— Start of PAGE —
The following review is about twice as long as one of my regular posts. The importance of Endo’s work and the message it conveys require this more thorough treatment.
Silence, the most famous of the historical novels by Shusaku Endo, has been making waves since its original publication in 1966. A number of adaptations have surfaced, including the 1971 film Chinmoku, an opera by the same title, and a film by Martin Scorsese, titled Silence, and slated for release in November, 2016.
The story traces the slow painful descent of its central character, a Portuguese Jesuit priest named Sebastian Rodrigues, into the despair of suffering for the sake of Christ in 17th century Japan without the consolation of His voice, or a sense of His presence. Rodrigues and his fellow priest, Fr. Frncisco Garrpe have been sent to Japan to investigate the reported apostasy of a Jesuit priest named Ferreira, who has been serving there for more than thirty years.
Rodrigues and Garrpe are captured by Inoue, the magistrate of Chikugo. Inoue is an ancient samurai who delights in torturing Christians to pressure them to apostatize. The two missionaries are forced to watch Japanese believers being drowned, or hung upside down over a pit and slowly bled to death for their faith. Rodrigues’s idealized faith is shaken: Where is God in the midst of their intense suffering? Why does He refuse to speak? Where is the glory in such suffering?
Fr. Ferreira, who had indeed apostatized, tells Rodrigues that he can end the suffering of the Christians who are being tortured by publicly trampling on a fumie, a carved image of Christ.
Spoiler Alert – I’m about to reveal the climactic moment in the book. Stop reading if you intend to read Silence and don’t want to know how things turn out.
— End of PAGE —
— Start of ENTRIES —
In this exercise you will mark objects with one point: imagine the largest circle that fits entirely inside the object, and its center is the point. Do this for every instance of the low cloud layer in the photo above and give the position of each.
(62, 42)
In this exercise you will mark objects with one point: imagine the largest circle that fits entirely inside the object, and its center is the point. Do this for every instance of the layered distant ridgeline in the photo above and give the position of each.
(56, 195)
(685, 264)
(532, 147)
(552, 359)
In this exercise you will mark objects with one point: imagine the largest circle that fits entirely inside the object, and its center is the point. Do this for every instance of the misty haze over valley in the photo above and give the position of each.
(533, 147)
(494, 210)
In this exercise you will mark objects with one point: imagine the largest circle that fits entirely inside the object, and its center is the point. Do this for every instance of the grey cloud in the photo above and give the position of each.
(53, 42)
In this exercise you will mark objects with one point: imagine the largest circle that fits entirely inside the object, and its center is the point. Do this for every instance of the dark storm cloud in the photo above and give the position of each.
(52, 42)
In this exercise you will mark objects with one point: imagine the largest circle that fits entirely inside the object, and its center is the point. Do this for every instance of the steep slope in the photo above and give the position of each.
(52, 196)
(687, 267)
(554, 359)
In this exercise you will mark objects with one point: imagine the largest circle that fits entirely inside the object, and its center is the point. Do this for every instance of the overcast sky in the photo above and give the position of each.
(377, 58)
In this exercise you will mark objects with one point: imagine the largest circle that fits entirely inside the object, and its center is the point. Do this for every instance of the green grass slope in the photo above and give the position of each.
— End of ENTRIES —
**EXERCISES TO COMPLETE**
1. From the review of Silence, extract the passage that opens with the words containing "The following review" and closes with "more thorough treatment.".
2. According to the review of Silence, why is this review longer than the writer's regular posts?

**TASK-BY-TASK RESULTS**
1.
The following review is about twice as long as one of my regular posts. The importance of Endo’s work and the message it conveys require this more thorough treatment.

2. The writer says that the importance of Endo's work and the message it conveys call for a more thorough treatment, so the review is about twice as long as a regular post.